> _やること_:
1: 保護猫カフェの記事を読んで、次の問いに答えてください。
(a) 服部さんがクラウドファンディングで集めようとした金額はいくらですか。
(b) 銀行から借りた500万円は、毎月いくらずつ、何年で返す計画ですか。
(c) オープンした譲渡型猫カフェの名前は何ですか。
2: 保護猫カフェの記事が途切れたところから、続きを書き継いでください。

> _元の文章_:
—————

個人で500万円を借りて、毎月7万円超を6年かけて返済
「野良猫が人の住むエリアで子猫をたくさん産んでしまえば、保健所に連絡がいき、特に子猫は即刻、殺処分になります。そこにボランティアが介入することで、子猫の里親探しをするのです。ただ、“個人間のやりとり”では、譲渡できる数に限界があります。保護猫カフェならたくさんの猫を預かり、新しい家族につなげることができると思いました。奄美大島のノネコ問題は、そのきっかけでした」(服部さん)
2019年12月、服部さんが保護猫カフェの開業費としてクラウドファンディングで300万円を募ると、500人が参加し、1カ月もたたないうちに目標金額を達成した。しかし、月20万円の家賃やテナント契約金、内装費などを含めると開業資金には足りない。服部さんは個人で銀行から500万円の融資を受けた。月7万1000円、6年間で返済するという計画だ。
「『あまみのねこ引っ越し応援団』をはじめ、殺処分させたくないと、同じ気持ちで集まってくれる仲間がいたから頑張れました。実際に動き出したら、次々に『手伝うよ』と声をかけられました」(服部さん)
譲渡型猫カフェ「ケット・シー」をオープン
オープン前の2020年1月、私は服部さんに取材したが、その際「アルバイトじゃなくボランティアを集める」と聞き、心配になった。ボランティアがちゃんと“労働”してくれるのだろうか。とはいえ、人件費にお金をかけられない。不安そうな顔をする私に、あの時の服部さんは力強くこう言った。

—————

> _データ抜粋_:
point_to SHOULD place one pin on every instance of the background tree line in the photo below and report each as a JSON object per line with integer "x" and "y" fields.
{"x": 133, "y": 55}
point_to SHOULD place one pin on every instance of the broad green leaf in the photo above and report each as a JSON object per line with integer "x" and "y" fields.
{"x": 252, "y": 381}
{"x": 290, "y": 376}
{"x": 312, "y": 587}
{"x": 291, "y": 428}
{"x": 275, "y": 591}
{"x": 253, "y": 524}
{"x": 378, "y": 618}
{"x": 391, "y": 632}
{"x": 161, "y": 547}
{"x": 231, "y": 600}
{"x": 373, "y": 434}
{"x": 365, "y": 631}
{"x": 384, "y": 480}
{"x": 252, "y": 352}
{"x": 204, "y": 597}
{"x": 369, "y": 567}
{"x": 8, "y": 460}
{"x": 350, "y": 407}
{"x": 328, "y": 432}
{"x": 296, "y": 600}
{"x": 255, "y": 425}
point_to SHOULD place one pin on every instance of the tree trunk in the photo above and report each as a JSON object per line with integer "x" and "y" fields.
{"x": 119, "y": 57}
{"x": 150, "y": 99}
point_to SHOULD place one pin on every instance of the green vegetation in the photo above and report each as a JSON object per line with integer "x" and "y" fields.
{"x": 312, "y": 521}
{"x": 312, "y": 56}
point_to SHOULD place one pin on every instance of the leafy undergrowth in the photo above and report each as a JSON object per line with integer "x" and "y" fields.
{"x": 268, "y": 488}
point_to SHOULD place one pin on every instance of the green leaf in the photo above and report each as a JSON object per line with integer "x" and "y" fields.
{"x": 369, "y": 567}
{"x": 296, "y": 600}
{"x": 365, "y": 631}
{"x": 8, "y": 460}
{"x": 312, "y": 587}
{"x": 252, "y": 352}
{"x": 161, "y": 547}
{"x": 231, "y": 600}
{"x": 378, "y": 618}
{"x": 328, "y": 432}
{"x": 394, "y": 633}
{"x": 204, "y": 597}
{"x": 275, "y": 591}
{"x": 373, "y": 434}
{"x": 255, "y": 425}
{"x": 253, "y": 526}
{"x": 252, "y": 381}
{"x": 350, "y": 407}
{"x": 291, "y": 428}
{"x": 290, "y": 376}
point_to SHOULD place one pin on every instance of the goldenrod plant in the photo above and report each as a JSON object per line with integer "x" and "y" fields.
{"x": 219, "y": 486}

—————

> _順番の答え_:
1:
(a) 300万円
(b) 毎月7万1000円ずつ、6年間
(c) ケット・シー

2:
「私は美容師なので、毎月の借金やテナント料はいざとなればお店から返します。それでも足りなかったらバイトをすればいいですから」
2020年4月5日、服部さんは譲渡型猫カフェ「ケット・シー」をオープンした。店名のケットシーはアイルランド民話に由来するもので、日本語に訳すとケット(Cait)=猫、シー(Sith)=妖精という意味があるという。カフェの裏側に15のケージを入れ、昼間は室内で猫を解放し、夜はケージに入れてそれぞれの部屋のような形で猫を休ませる。
「ケット・シー」がオープンした頃、世の中は新型コロナウイルスの感染拡大防止のため緊急事態の最中だった。
「初日のカフェのお客さんは、ゼロ人でした」
その時の模様を思い出したように、服部さんが笑う。